> **Entries**:
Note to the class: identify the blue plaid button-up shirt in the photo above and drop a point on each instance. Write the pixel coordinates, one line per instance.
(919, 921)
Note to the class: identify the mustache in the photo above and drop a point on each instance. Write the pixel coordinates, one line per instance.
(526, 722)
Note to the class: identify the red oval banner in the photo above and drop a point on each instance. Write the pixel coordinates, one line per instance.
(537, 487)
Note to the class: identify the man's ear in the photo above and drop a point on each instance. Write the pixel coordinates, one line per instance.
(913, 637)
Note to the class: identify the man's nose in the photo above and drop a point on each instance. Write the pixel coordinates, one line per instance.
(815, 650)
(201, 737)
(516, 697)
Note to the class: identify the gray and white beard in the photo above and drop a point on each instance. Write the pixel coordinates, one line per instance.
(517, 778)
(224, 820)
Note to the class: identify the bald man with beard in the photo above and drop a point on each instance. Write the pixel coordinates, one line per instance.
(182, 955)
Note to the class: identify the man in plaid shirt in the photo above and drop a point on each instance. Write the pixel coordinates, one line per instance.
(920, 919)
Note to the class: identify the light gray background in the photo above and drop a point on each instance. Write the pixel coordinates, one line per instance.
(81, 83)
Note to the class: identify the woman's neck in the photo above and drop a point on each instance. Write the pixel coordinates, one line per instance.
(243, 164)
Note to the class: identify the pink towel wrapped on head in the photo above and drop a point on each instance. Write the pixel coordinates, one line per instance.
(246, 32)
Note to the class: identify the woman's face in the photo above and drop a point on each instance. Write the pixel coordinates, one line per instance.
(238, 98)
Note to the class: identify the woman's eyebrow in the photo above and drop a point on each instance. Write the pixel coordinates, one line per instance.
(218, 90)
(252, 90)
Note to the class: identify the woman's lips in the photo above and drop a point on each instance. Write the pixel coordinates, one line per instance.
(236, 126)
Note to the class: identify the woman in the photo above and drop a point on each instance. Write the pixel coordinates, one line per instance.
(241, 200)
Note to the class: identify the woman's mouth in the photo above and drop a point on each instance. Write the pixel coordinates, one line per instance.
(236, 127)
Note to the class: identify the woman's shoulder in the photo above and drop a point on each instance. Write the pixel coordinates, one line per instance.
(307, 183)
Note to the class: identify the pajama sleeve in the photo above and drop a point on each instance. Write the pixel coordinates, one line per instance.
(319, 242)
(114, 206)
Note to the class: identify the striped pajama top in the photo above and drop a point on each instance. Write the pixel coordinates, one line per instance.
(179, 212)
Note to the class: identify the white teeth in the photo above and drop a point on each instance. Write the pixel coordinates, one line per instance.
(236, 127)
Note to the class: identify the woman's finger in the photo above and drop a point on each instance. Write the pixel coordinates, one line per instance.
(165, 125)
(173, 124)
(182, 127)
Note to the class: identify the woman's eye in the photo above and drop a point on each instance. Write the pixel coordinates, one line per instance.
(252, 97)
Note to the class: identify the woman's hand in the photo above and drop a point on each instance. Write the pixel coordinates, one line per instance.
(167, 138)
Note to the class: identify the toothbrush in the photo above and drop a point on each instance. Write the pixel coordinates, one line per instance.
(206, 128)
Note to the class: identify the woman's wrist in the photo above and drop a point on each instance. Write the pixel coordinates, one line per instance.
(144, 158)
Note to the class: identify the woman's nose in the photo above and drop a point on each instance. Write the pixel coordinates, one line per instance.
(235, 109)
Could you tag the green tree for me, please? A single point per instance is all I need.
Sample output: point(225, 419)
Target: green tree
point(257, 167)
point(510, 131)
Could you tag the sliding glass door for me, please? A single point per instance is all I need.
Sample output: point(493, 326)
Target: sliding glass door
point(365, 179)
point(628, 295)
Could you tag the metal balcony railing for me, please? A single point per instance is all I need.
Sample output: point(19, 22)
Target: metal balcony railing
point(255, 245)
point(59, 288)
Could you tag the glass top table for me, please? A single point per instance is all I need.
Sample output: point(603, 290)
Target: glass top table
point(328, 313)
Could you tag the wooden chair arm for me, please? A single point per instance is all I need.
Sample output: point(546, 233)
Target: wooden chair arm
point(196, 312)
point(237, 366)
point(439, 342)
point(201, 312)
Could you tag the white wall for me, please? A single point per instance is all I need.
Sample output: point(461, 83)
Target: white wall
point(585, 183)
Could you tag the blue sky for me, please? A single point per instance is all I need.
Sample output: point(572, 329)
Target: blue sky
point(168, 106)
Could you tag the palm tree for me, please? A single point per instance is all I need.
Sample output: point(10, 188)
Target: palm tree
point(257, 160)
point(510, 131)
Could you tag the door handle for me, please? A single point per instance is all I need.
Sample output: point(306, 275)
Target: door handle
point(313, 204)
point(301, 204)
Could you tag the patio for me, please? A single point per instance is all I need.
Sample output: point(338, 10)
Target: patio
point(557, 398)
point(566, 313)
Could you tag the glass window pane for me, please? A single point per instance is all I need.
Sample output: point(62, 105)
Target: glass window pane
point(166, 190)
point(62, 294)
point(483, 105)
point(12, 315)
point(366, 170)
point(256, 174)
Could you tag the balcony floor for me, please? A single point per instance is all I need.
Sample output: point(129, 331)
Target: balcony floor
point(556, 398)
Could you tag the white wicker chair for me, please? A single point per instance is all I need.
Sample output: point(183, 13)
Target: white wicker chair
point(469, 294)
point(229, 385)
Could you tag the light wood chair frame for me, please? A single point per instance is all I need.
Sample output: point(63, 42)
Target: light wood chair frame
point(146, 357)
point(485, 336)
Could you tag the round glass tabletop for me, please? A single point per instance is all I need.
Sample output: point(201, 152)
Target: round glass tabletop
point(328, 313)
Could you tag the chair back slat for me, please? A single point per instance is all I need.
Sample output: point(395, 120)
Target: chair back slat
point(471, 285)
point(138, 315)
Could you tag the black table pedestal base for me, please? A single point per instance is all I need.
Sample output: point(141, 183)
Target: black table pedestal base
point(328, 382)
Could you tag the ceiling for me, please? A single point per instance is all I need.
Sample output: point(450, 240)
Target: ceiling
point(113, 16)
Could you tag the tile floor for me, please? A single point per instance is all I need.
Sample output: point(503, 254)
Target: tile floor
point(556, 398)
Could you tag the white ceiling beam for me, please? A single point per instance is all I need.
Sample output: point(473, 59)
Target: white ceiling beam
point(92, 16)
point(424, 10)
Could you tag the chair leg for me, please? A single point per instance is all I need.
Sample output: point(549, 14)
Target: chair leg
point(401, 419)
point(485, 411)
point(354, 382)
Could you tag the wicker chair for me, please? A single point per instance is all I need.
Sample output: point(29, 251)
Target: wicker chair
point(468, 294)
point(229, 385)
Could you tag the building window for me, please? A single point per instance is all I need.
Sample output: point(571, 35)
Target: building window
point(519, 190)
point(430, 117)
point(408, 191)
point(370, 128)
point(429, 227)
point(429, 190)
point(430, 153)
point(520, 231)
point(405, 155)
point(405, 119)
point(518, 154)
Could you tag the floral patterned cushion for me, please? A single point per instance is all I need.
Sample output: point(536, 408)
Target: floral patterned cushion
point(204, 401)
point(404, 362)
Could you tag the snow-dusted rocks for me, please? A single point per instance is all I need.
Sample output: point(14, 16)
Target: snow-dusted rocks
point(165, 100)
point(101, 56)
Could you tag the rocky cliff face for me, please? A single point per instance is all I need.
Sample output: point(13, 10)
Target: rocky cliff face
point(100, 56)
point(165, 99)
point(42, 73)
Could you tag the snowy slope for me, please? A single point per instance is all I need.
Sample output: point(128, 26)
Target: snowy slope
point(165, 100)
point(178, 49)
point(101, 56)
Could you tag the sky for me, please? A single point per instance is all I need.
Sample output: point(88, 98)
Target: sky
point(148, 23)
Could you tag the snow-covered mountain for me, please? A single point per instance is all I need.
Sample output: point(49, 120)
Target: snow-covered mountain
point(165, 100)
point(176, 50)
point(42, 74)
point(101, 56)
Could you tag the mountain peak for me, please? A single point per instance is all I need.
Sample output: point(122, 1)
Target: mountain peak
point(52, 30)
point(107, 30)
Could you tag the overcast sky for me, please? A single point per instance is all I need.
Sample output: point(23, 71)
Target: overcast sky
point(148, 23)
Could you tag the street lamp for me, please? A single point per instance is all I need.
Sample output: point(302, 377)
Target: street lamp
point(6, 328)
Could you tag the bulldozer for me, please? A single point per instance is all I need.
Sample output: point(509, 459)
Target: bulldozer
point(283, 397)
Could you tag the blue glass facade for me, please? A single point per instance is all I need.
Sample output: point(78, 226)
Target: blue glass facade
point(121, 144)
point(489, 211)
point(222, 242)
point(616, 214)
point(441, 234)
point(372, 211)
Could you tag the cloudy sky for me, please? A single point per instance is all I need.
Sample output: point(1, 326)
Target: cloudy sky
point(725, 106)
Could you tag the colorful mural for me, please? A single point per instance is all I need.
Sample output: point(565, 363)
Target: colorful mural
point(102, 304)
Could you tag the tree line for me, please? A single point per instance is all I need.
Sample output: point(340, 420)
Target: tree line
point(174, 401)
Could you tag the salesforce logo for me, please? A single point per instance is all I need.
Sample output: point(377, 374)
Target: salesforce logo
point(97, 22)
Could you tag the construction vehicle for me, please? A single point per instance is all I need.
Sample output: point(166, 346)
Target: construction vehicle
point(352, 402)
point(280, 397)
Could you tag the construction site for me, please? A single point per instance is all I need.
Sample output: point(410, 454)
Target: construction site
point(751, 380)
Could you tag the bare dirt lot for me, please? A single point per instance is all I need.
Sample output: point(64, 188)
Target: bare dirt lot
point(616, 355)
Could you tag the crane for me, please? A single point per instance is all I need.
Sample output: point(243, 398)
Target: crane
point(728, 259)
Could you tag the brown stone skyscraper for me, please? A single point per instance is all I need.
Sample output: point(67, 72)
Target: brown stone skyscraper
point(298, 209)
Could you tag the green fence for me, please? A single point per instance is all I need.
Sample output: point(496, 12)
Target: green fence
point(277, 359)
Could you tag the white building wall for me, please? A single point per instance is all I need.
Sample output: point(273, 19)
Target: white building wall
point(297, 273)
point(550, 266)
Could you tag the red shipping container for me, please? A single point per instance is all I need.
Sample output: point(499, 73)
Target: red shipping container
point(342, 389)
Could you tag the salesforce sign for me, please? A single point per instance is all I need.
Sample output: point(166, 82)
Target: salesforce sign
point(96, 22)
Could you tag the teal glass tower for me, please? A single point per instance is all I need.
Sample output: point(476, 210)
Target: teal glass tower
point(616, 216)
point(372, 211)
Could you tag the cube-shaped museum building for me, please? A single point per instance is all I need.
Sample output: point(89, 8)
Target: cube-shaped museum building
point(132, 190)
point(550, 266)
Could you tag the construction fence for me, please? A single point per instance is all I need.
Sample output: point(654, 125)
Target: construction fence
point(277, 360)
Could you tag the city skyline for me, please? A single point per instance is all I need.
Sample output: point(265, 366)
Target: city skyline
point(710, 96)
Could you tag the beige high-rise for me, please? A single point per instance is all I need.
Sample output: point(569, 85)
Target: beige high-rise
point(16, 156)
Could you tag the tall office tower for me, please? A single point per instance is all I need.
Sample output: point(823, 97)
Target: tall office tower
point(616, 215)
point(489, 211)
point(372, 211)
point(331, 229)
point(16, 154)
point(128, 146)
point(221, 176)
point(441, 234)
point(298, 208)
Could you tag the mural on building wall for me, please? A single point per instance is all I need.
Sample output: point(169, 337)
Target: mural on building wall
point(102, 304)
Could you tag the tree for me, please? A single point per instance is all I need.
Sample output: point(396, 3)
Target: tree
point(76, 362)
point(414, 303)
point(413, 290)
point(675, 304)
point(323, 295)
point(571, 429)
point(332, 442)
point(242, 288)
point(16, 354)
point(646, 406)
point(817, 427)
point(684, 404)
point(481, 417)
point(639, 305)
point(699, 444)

> **Instruction**: Copy out the listing above word for word, beginning at the line that has "Could you tag the chair back" and stopping after the line that has "point(138, 315)".

> **Written response**:
Could you tag the chair back slat for me, please? A single point per instance is all I need.
Sample output: point(395, 120)
Target: chair back slat
point(471, 285)
point(138, 315)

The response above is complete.